**To be done**. Pull out every row below that contains the word "mound" and copy each one in full. Case counts, so a row qualifies only if the letters match in case too.
· · · ·
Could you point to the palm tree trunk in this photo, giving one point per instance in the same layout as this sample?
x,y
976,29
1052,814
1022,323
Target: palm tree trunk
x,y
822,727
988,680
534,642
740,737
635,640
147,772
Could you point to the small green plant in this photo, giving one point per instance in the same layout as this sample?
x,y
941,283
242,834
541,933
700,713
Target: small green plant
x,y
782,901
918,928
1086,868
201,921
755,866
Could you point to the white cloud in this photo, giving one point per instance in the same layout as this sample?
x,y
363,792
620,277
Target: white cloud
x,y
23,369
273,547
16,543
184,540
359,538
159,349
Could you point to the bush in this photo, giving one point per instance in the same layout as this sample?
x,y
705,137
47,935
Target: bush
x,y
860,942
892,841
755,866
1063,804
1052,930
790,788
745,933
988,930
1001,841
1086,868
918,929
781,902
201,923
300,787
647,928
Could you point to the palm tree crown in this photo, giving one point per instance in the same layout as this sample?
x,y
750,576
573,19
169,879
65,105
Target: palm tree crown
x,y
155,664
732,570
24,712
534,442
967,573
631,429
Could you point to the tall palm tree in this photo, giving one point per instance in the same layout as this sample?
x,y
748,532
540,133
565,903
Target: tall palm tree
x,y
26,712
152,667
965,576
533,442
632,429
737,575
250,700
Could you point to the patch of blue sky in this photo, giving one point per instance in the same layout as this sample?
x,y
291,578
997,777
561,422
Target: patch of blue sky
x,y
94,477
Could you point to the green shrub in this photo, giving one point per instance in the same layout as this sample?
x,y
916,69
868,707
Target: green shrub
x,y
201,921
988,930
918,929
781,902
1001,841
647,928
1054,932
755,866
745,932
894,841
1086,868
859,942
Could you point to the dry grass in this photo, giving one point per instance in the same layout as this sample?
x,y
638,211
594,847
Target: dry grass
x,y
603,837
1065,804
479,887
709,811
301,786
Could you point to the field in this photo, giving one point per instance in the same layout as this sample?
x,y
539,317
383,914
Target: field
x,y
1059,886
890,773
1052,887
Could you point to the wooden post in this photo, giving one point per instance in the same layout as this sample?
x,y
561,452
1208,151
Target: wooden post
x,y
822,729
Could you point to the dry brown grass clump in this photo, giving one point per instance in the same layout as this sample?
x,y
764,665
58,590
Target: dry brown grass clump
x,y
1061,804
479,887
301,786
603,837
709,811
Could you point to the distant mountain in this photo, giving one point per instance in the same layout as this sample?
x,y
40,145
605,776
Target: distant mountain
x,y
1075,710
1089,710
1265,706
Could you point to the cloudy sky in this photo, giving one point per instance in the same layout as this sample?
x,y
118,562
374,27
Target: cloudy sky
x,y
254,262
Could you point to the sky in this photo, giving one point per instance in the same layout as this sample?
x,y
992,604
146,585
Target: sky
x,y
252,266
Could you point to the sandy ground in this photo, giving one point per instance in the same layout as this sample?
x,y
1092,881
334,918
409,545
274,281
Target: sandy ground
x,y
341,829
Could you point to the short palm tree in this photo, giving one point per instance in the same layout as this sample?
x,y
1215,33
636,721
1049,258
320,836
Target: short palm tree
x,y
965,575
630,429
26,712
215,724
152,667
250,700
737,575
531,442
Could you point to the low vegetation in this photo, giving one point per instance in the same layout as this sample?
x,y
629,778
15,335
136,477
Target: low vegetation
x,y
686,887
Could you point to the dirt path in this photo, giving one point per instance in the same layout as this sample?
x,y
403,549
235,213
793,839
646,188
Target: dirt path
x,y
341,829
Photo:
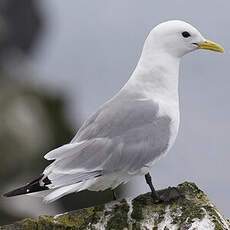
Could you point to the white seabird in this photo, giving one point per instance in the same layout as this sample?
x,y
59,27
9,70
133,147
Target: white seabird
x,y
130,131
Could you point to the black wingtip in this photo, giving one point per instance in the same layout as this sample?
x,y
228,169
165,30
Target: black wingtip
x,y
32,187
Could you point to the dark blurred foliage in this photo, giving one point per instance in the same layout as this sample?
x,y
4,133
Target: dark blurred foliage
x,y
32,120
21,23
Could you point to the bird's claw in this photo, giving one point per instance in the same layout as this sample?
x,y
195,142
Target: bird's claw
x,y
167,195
· · · ·
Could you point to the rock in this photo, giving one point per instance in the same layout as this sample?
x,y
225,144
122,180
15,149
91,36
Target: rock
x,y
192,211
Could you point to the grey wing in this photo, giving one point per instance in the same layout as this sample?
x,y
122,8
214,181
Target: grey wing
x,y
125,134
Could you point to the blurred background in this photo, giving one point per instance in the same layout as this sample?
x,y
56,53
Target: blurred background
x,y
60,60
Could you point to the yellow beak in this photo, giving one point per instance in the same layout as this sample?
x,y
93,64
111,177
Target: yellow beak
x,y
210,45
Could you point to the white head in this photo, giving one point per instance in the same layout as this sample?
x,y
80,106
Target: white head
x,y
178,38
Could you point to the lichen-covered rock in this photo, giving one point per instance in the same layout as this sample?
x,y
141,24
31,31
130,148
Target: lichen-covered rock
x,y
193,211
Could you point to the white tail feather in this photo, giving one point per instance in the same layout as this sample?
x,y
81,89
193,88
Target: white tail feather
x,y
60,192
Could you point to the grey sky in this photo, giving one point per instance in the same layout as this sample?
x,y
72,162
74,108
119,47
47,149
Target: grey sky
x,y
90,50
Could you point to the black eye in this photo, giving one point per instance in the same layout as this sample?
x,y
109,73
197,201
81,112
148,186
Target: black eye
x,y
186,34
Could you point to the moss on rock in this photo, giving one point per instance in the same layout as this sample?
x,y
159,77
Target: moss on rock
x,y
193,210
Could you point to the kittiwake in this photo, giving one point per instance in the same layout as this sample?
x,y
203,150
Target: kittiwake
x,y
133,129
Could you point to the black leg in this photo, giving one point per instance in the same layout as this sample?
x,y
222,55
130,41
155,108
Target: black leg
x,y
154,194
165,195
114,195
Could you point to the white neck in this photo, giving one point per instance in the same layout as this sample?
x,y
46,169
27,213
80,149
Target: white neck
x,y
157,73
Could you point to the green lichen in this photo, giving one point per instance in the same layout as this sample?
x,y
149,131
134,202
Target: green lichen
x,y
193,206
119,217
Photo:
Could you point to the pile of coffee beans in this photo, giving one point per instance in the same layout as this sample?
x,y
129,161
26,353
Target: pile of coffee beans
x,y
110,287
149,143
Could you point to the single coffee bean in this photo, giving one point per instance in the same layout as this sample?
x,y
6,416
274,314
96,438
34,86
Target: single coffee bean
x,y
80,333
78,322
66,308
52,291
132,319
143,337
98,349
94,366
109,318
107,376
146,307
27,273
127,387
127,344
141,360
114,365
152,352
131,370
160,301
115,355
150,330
· · · ·
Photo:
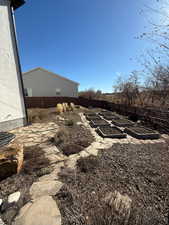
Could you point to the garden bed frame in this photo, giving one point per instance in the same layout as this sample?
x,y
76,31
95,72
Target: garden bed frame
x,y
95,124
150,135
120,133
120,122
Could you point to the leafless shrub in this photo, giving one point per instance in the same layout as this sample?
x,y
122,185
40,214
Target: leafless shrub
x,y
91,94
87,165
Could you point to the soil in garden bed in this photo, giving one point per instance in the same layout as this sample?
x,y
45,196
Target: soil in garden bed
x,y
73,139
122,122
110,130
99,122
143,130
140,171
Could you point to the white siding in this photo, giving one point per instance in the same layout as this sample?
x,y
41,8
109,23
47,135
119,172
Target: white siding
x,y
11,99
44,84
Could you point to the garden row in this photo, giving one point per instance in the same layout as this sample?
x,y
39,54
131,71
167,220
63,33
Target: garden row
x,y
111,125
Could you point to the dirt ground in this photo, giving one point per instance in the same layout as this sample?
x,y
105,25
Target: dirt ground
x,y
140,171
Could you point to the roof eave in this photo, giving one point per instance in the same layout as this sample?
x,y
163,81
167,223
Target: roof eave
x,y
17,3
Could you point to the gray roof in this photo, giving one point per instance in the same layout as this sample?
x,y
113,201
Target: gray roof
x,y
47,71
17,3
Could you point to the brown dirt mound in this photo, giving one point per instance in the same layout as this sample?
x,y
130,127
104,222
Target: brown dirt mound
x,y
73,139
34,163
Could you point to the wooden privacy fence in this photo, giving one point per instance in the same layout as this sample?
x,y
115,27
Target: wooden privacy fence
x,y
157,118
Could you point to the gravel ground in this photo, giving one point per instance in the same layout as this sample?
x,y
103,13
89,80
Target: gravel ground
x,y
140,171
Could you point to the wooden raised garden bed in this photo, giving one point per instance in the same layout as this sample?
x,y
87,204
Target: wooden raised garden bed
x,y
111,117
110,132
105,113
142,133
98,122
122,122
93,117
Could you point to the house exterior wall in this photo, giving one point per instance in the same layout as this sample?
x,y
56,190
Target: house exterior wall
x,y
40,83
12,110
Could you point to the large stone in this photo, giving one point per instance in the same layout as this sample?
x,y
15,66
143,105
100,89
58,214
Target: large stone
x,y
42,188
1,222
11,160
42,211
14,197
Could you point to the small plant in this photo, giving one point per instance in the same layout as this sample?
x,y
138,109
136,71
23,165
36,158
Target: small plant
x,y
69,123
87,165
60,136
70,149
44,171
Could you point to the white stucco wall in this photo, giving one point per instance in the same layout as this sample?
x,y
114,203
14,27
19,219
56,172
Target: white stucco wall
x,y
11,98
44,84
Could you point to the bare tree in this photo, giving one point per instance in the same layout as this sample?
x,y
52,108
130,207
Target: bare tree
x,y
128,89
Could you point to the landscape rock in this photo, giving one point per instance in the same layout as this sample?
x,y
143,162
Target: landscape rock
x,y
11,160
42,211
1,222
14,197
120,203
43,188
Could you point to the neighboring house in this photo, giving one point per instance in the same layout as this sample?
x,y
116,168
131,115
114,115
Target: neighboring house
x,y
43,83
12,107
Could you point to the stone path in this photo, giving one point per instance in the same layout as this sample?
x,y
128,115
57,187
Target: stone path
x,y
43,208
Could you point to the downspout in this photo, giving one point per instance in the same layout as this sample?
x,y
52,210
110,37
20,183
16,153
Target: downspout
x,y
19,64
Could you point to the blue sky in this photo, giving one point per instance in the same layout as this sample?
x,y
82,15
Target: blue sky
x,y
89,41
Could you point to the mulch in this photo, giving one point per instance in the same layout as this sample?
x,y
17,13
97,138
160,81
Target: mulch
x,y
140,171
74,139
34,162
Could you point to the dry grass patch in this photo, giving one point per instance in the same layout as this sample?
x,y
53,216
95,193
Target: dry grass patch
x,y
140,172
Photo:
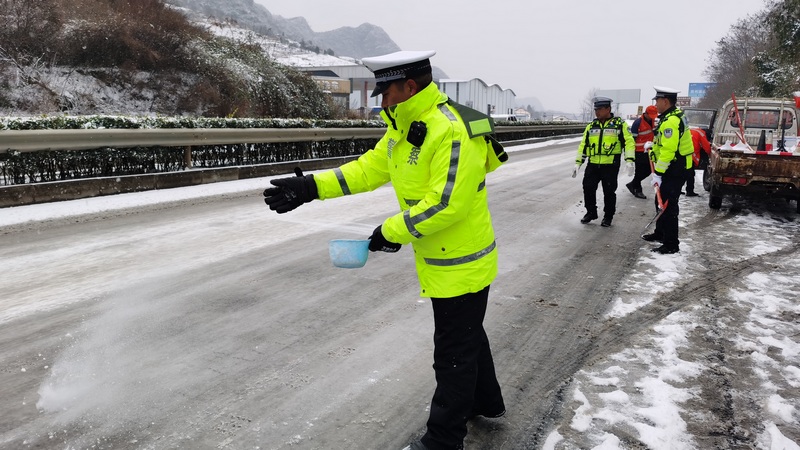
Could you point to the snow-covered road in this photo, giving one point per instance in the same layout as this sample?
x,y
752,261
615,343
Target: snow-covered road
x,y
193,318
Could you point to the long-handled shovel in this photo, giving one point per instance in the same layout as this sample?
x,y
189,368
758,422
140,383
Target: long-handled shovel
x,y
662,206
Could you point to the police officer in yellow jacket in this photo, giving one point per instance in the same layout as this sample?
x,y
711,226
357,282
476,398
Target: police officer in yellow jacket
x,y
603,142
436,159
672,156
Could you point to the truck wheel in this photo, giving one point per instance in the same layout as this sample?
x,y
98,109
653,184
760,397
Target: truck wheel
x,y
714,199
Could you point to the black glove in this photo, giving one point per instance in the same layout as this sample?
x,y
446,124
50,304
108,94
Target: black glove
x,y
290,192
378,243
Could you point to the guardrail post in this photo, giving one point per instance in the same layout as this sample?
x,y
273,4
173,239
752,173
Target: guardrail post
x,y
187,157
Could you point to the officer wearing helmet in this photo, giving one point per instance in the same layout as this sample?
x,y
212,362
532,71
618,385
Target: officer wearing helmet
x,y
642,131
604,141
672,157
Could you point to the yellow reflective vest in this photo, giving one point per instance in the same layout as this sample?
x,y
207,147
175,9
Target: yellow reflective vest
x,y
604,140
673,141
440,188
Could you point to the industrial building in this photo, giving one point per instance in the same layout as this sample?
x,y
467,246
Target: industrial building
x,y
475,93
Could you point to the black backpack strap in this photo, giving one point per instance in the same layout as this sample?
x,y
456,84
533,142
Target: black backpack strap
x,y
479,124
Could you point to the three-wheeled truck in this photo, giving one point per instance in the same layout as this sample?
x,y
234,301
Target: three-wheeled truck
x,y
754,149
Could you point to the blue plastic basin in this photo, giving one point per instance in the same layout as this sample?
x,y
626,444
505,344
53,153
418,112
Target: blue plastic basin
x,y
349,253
· · · ·
**Result for this task**.
Could you point to the brown dirt mound in this photo, giving one point per instance in the same layout as this sample?
Target: brown dirt mound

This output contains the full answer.